**Supplied records:**
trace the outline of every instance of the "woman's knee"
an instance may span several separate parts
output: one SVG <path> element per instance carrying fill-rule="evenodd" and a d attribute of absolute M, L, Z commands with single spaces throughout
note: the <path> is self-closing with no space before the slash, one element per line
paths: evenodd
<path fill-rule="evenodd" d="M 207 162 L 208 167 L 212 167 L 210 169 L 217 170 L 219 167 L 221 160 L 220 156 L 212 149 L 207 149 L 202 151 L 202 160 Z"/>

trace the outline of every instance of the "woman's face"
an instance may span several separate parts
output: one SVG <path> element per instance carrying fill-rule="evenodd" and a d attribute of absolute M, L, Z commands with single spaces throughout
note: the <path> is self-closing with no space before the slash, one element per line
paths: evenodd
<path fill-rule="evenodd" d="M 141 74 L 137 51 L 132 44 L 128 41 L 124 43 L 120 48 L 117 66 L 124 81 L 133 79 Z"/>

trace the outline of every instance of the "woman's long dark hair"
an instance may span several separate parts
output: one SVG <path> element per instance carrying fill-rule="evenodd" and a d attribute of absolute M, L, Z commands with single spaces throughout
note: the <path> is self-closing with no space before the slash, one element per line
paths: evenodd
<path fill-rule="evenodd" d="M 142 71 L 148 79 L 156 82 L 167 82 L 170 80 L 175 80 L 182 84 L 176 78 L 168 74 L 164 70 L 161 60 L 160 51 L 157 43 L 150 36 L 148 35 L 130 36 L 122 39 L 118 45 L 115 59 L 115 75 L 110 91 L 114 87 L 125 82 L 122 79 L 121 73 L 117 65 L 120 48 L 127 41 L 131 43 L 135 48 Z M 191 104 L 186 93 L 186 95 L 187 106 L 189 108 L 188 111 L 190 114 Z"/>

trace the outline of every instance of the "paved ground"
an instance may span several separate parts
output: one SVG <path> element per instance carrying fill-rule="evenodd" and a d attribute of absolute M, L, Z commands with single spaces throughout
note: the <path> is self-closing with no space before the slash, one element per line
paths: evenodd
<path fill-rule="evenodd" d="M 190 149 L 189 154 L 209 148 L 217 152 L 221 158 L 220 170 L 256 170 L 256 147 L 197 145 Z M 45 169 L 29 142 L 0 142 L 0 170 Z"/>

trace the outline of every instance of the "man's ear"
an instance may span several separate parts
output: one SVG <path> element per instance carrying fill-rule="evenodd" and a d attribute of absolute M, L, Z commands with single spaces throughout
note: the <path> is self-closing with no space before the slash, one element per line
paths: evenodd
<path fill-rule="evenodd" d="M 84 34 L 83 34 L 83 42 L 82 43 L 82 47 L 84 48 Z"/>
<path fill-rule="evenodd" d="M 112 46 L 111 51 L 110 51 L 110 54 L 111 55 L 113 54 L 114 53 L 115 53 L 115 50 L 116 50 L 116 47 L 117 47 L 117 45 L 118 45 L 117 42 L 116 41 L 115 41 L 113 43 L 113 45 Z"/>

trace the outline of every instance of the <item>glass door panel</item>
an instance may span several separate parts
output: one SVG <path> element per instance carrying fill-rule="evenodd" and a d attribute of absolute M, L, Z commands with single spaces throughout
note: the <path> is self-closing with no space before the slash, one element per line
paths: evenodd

**Exercise details:** Reproduce every line of the items above verbatim, from the first to the last, without altering anything.

**Task output:**
trace the outline of every instance of the "woman's knee"
an instance may span several separate parts
output: one SVG <path> element per instance carrying fill-rule="evenodd" and a d attribute of absolute M, L, Z commands with single spaces throughout
note: the <path> is self-closing with no space before the slash, one element per line
paths: evenodd
<path fill-rule="evenodd" d="M 207 162 L 208 167 L 212 167 L 210 169 L 217 170 L 219 167 L 221 160 L 220 156 L 212 149 L 207 149 L 202 151 L 202 160 Z"/>

trace the outline of every instance of the "woman's face"
an instance may span several separate parts
output: one SVG <path> element per instance carrying fill-rule="evenodd" and a d attribute of absolute M, L, Z commands with single spaces throughout
note: the <path> is self-closing with no space before the slash, one element per line
paths: evenodd
<path fill-rule="evenodd" d="M 141 74 L 137 51 L 132 44 L 128 41 L 124 43 L 120 48 L 117 66 L 124 81 L 133 79 Z"/>

trace the outline of every instance of the "woman's long dark hair"
an instance may span several separate parts
output: one SVG <path> element per instance carrying fill-rule="evenodd" and a d attribute of absolute M, L, Z commands with single spaces throughout
note: the <path> is self-closing with no space before the slash, one element per line
paths: evenodd
<path fill-rule="evenodd" d="M 142 71 L 148 79 L 156 82 L 167 82 L 170 80 L 175 80 L 182 84 L 176 78 L 168 74 L 164 70 L 161 60 L 160 51 L 157 43 L 150 36 L 148 35 L 130 36 L 122 39 L 118 45 L 115 59 L 115 75 L 110 91 L 114 87 L 125 82 L 122 79 L 121 73 L 117 65 L 120 48 L 127 41 L 131 43 L 135 48 Z M 191 104 L 186 93 L 186 95 L 187 106 L 189 108 L 188 111 L 190 114 Z"/>

trace the outline of every instance of the "paved ground"
an instance may span several separate parts
output: one SVG <path> element per instance carrying fill-rule="evenodd" and a d attribute of absolute M, L, Z commands with single spaces throughout
note: the <path> is self-closing with no space before the slash, one element per line
paths: evenodd
<path fill-rule="evenodd" d="M 190 149 L 189 154 L 209 148 L 217 152 L 221 158 L 220 170 L 256 170 L 256 147 L 197 145 Z M 45 169 L 29 142 L 0 142 L 0 170 Z"/>

trace the outline of every instance of the "man's ear"
an instance may span several separate parts
output: one SVG <path> element per instance carrying fill-rule="evenodd" and a d attribute of absolute M, L, Z commands with single spaces throughout
note: the <path> is self-closing with no space before the slash, one element per line
paths: evenodd
<path fill-rule="evenodd" d="M 84 34 L 83 34 L 83 42 L 82 43 L 82 47 L 84 48 Z"/>
<path fill-rule="evenodd" d="M 112 46 L 111 51 L 110 51 L 110 54 L 111 55 L 113 54 L 114 53 L 115 53 L 115 50 L 116 50 L 116 47 L 117 47 L 117 45 L 118 45 L 117 42 L 116 41 L 115 41 L 113 43 L 113 45 Z"/>

trace the outline of every instance of the <item>glass door panel</item>
an instance may span several separate parts
output: one SVG <path> element per instance carrying fill-rule="evenodd" and a d attribute of absolute M, L, Z commands with single spaces throughout
note: the <path> is self-closing with no space before the slash, one element per line
paths: evenodd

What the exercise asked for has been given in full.